*** DATA TO PROCESS ***

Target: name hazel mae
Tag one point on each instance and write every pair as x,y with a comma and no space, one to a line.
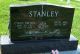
43,13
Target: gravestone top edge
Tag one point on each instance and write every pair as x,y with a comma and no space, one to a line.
42,3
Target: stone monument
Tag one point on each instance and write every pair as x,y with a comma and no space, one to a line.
41,27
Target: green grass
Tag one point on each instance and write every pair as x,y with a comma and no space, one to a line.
5,12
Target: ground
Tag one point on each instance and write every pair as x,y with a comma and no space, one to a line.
5,14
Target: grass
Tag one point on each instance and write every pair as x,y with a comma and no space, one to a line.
5,12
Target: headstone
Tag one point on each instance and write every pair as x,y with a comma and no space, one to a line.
40,21
40,28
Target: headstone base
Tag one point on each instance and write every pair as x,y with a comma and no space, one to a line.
40,46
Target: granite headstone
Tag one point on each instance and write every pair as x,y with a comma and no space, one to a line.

*** End of DATA TO PROCESS ***

EXERCISE GOAL:
Where an entry holds a picture, drop it and transcribe everything else exactly.

WRITTEN REPLY:
Target: name hazel mae
Tag one point on each instance and write every pair as x,y with a comma and no space, one to a line.
43,13
Target: gravestone top edge
Tag one point on each instance and write every pair as x,y with a comma and no space, one to a line.
42,3
Target: stone monument
Tag one point on each instance and write every pair as x,y with a comma and no space, one to a line.
41,27
Target: green grass
Tag one point on each instance and write every pair as x,y with a comma and no space, one to a line.
5,12
Target: ground
Tag one point on each instance and write every pair as x,y with a comma and no space, one to a line.
5,14
Target: grass
Tag one point on each instance and write every pair as x,y with a comma and no space, one to a line.
5,12
Target: headstone
Tag one point on each instance and write every pair as x,y with a comma and no space, one to a line.
40,21
40,28
Target: headstone base
Tag one point on each instance and write every pair as x,y with a comma and no space, one to a line.
40,46
Target: granite headstone
Tag one point on each instance and write every pair as x,y with a comma and no space, one to a line.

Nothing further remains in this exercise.